WHAT TO WORK ON:
Could you copy, word for word, only the lines from the one containing "of the limestone" through the last line of the records below, both included?

──────── ENTRIES PROVIDED

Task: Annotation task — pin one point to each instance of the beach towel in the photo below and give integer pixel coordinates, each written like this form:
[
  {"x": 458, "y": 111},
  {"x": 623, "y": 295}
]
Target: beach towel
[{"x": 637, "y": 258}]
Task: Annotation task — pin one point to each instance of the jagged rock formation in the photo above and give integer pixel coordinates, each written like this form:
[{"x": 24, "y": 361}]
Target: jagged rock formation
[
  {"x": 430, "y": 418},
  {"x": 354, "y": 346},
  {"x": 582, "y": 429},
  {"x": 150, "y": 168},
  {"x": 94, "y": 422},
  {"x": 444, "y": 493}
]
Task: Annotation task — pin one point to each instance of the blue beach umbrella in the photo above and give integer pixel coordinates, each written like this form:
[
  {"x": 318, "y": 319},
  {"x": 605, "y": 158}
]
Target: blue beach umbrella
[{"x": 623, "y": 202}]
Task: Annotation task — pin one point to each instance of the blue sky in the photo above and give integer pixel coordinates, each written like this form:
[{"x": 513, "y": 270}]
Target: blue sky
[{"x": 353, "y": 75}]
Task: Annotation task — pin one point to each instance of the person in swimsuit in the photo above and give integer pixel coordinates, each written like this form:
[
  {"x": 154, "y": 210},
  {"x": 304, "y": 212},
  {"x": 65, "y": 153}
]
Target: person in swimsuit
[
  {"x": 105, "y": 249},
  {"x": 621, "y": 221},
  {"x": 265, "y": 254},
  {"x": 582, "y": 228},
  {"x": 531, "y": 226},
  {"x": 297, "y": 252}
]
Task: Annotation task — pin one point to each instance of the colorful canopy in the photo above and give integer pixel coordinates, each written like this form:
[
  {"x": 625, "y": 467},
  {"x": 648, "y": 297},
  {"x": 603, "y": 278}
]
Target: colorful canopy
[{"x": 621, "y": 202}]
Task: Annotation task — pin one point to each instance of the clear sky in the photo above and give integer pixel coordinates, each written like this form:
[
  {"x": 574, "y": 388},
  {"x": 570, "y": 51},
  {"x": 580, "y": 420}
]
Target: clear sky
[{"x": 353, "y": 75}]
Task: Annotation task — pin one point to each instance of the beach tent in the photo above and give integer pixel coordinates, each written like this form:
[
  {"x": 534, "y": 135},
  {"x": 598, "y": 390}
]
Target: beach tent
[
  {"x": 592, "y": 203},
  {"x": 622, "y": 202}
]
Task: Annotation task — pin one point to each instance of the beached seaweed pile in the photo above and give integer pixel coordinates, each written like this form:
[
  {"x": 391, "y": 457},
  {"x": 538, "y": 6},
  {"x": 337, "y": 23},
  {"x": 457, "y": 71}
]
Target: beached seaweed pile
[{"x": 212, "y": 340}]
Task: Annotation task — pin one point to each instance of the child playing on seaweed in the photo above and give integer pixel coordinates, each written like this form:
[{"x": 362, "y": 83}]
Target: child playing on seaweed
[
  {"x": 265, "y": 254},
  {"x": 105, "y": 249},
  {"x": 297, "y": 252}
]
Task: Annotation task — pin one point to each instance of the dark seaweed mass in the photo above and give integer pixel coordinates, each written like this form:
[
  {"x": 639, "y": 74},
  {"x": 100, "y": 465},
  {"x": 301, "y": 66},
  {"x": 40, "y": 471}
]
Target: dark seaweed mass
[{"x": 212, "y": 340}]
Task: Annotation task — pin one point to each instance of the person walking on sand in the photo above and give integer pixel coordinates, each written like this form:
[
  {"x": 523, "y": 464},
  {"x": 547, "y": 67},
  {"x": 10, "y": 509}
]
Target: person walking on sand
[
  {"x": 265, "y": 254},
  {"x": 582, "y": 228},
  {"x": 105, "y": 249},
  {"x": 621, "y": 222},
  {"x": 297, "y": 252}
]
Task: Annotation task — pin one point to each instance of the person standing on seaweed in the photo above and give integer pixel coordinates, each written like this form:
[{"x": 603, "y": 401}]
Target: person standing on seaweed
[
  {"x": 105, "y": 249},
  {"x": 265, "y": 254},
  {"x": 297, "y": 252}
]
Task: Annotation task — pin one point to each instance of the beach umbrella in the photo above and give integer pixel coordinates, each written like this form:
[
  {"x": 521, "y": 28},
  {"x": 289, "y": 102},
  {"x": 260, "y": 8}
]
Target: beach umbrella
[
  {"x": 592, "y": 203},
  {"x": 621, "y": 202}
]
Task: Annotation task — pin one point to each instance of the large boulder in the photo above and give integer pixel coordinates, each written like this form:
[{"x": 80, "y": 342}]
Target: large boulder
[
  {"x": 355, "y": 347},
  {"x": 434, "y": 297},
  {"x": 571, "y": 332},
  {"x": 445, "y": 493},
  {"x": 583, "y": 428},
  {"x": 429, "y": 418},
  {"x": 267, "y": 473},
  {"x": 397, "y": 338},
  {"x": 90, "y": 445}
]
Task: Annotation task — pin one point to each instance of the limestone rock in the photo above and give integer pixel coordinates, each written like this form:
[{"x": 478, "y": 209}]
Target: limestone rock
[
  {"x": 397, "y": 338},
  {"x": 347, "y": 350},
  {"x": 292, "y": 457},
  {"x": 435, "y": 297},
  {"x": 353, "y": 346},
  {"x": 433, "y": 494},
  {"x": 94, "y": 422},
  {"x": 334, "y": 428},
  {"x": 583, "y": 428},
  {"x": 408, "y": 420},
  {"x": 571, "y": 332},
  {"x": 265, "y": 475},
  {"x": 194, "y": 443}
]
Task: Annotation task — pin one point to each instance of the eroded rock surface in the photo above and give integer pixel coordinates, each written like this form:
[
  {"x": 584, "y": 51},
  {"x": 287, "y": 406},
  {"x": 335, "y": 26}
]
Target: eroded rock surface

────────────────

RESULT OF THIS TASK:
Task: Annotation task — pin one point to each instance of the limestone rock in the photo above and give integer pixel coordinates, each written like this form:
[{"x": 478, "y": 209}]
Target: limestone rock
[
  {"x": 397, "y": 338},
  {"x": 347, "y": 350},
  {"x": 292, "y": 457},
  {"x": 435, "y": 297},
  {"x": 353, "y": 346},
  {"x": 433, "y": 494},
  {"x": 94, "y": 422},
  {"x": 334, "y": 428},
  {"x": 583, "y": 428},
  {"x": 408, "y": 420},
  {"x": 571, "y": 332},
  {"x": 265, "y": 475},
  {"x": 194, "y": 443}
]
Task: Annotation task — pin one point to each instance of the eroded rock surface in the photo above and give integer pixel coordinates, each written like this form:
[
  {"x": 584, "y": 51},
  {"x": 287, "y": 406},
  {"x": 335, "y": 26}
]
Target: eroded rock surface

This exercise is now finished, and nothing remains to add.